- _Instructions to follow_
According to the Muay Thai post below, how many "professional" fights has the author had in the last ten years?

- _Excerpt_
·····

It’s not all about winning or losing – at least that’s what I tell myself – it’s about the progress made along the way. Thinking about last night I am proud to say that I have conquered many demons up to this point; every fight is a lesson, if you are willing to learn there are many who can teach, and only by facing your fears can it be possible to grow. Take a chance, for the likelihood is you’re never going to be completely ready.
Once, in Omnoi stadium, I overheard a well respected veteran telling my trainers at the time “อันนี้สู้คนไทยไม่ได้”, literally ‘this one can’t fight Thai people’. Fortunately, I’ve never been much given to heeding the advice of others, prefering instead a method of trial and error (though mainly error). To an extent I then made it my single objective to learn how to fight Thais. Today I am proud to say that, through much hardship and many mishaps, I have at least to some extent achieved that goal.
Unfortunately my 7-fight win-streak came to an end yesterday evening with Pongsiri pk Saenchai, despite it being potentially the most entertaining performance of my career. Though I feel there is still much to work on, deliberations about what I could have done differently are bound by frustrations about the shortness of the fight. Three rounds was simply not enough time to enact a long enough game-plan – barring a KO – to push through Pongsiri’s virtually unrelenting assault. On the upshot I received some new scars and caught up with some old friends during the show.
For me Muay Thai began as an experiment to see if I was strong enough, smart enough and brave enough to fight. Did I have the will to win? Could I face another man in unarmed combat and find victory? That I now define myself by it is a testament to something, though I’m not entirely sure what. Fighting is a part of life, and fighting for a living is perhaps the most challenging thing any person can do. In the last ten years, I have had 100 “professional” fights, this is now very much my life – and the lives of many of my closest friends and peers are also defined by it.
Three of the standout performances of last night’s show came from it’s youngest competitors; Gabriel Mazzetti, Spencer Brown and Maroan Hallal, all of whom exhibited exceptional skill and prowess during their fights, all claiming victory (in my eyes at least) and at only 20 years old each, all of whom represent a very promising future in Muay Thai for their respective countries.
Next stop Penang, to renew the visa which expired last week, but first to the hospital to stitch up this suppurating wound on my face.

·····

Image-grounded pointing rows

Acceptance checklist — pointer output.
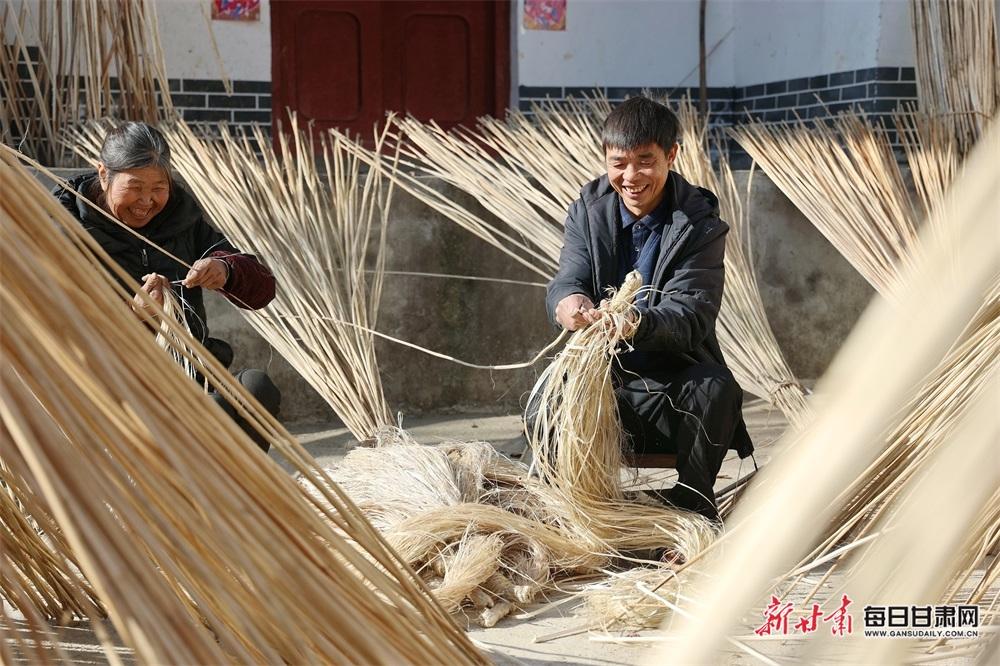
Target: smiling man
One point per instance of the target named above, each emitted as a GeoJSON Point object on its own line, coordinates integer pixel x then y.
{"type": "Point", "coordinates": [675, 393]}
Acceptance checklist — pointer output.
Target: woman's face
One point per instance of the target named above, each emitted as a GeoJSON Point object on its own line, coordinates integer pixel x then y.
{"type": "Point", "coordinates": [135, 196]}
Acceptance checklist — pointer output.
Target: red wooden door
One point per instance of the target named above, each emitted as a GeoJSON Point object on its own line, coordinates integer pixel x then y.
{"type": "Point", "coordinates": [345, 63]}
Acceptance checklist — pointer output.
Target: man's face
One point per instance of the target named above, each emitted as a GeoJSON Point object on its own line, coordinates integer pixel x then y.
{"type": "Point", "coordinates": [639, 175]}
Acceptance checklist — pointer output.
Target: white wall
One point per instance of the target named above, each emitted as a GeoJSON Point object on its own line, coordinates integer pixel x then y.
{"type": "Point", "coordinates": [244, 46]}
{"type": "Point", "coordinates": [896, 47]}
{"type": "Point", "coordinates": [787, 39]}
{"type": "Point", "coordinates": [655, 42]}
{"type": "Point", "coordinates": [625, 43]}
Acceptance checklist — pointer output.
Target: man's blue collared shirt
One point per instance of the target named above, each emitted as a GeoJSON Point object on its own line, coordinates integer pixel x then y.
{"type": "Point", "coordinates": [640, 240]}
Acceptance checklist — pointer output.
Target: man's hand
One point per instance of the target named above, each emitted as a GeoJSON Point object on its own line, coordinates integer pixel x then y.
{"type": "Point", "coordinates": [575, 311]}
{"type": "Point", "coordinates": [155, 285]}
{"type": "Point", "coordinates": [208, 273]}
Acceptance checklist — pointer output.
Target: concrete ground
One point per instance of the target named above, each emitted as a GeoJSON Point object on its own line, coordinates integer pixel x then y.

·····

- _Answer to this exercise_
100